[WORK ITEM] Repeat the line that contains "Target: runner's knee" exactly, along with each following line up to and including the last line of the entries.

[TASK DATA]

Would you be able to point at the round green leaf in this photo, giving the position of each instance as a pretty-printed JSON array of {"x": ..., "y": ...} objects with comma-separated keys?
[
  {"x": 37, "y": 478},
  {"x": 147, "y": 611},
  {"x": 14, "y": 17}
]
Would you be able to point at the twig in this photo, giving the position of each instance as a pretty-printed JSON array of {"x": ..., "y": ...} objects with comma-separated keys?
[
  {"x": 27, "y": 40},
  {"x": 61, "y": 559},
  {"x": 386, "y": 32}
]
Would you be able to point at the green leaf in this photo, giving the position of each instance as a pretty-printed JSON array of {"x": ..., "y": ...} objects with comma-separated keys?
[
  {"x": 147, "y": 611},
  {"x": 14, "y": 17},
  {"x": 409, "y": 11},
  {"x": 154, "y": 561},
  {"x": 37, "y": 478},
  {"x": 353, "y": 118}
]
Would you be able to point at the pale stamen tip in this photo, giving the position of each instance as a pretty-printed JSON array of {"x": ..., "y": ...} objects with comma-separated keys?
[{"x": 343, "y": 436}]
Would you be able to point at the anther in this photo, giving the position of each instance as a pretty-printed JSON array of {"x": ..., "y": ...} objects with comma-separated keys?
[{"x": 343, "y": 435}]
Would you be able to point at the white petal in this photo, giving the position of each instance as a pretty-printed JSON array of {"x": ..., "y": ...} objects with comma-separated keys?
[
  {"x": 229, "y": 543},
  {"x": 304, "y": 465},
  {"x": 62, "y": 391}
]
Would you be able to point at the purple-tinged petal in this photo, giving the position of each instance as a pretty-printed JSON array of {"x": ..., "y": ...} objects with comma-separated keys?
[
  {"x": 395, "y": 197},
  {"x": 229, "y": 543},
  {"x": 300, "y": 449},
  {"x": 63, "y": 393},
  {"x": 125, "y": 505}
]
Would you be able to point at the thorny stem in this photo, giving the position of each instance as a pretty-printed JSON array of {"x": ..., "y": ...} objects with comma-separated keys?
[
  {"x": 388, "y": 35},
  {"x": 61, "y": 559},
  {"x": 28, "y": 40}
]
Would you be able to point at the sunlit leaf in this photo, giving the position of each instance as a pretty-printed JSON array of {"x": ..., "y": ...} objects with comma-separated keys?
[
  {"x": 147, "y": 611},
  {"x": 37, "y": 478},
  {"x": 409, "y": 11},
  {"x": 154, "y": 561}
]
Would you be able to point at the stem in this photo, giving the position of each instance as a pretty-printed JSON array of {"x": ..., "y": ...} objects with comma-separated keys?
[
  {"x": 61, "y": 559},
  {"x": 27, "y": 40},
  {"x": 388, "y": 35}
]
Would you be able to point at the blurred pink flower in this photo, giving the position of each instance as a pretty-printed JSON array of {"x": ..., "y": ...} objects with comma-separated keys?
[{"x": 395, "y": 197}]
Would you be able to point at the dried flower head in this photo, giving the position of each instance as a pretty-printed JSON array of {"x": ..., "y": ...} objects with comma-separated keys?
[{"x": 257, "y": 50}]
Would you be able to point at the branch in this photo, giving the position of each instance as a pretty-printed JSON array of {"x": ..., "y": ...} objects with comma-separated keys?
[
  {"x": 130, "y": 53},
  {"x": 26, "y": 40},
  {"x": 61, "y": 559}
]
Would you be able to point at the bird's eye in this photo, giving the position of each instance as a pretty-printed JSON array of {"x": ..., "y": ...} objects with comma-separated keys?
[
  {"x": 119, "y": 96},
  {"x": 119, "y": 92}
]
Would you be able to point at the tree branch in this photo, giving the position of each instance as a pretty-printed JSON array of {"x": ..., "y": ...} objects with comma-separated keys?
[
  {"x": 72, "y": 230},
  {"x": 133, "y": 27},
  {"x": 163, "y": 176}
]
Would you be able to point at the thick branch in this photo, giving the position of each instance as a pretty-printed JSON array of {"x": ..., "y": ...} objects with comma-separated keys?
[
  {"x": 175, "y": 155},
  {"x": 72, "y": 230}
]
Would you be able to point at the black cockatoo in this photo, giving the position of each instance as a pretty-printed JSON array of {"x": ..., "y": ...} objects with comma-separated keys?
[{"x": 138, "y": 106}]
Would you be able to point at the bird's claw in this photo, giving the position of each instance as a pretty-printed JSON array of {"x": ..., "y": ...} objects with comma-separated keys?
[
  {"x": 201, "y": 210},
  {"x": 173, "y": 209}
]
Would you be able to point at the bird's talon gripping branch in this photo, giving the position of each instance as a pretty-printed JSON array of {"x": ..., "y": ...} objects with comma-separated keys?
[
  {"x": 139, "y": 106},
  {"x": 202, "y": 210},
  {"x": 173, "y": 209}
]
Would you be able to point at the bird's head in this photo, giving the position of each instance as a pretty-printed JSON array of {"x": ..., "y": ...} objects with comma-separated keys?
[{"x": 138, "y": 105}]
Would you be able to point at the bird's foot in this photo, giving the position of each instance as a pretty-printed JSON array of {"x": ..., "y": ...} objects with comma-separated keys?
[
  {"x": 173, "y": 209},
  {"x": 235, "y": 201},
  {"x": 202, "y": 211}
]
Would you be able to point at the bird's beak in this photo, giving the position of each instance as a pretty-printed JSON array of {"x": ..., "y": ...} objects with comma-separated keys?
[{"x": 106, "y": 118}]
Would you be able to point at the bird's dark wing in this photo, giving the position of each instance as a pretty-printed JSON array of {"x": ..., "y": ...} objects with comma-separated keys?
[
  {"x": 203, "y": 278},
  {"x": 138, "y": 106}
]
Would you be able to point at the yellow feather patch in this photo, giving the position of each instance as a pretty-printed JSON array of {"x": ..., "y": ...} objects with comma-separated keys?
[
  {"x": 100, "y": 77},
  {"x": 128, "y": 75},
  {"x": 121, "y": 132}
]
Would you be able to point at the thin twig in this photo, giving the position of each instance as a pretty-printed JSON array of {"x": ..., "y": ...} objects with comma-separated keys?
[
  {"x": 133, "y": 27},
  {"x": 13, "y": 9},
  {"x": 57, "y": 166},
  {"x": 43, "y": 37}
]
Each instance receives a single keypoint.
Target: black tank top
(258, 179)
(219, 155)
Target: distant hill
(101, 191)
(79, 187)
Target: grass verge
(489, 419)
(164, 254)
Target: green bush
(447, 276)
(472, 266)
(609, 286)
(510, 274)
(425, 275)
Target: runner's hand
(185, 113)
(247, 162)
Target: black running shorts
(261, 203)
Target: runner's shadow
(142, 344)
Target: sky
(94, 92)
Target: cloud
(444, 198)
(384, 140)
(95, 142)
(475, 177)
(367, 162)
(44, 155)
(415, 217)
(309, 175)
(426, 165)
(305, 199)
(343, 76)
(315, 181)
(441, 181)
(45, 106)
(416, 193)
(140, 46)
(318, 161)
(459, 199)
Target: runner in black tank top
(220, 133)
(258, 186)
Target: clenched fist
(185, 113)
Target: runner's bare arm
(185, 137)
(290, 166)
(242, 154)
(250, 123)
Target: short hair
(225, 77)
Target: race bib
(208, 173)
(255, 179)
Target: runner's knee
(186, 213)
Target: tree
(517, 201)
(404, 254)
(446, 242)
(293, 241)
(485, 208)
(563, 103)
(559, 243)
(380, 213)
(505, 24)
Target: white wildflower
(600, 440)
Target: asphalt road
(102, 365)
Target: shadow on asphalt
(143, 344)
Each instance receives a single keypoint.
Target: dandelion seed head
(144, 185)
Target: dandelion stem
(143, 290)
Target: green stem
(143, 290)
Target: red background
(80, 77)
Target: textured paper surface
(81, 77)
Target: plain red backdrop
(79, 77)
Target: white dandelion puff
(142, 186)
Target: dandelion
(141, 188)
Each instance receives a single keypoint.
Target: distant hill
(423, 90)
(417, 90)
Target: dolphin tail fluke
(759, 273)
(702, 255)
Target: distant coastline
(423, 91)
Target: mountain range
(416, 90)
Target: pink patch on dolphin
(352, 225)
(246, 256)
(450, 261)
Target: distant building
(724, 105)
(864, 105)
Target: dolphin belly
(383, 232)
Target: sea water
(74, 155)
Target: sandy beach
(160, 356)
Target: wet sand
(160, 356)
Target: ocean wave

[OUTPUT OF THE TASK]
Target: runner's knee
(186, 213)
Target: tree
(517, 201)
(404, 254)
(446, 242)
(293, 241)
(485, 208)
(563, 103)
(559, 243)
(380, 213)
(505, 24)
Target: white wildflower
(600, 440)
Target: asphalt road
(102, 365)
Target: shadow on asphalt
(143, 344)
Each instance receives a single keypoint.
Target: dandelion seed head
(144, 185)
Target: dandelion stem
(143, 290)
Target: green stem
(143, 290)
Target: red background
(80, 77)
Target: textured paper surface
(81, 77)
Target: plain red backdrop
(79, 77)
Target: white dandelion puff
(142, 186)
Target: dandelion
(141, 188)
Each instance receives a single keypoint.
Target: distant hill
(423, 90)
(417, 90)
Target: dolphin tail fluke
(759, 273)
(702, 255)
Target: distant coastline
(423, 91)
Target: mountain range
(416, 90)
Target: pink patch on dolphin
(352, 225)
(246, 256)
(450, 261)
Target: distant building
(724, 105)
(864, 105)
Target: dolphin belly
(383, 232)
Target: sea water
(74, 155)
Target: sandy beach
(160, 356)
Target: wet sand
(160, 356)
Target: ocean wave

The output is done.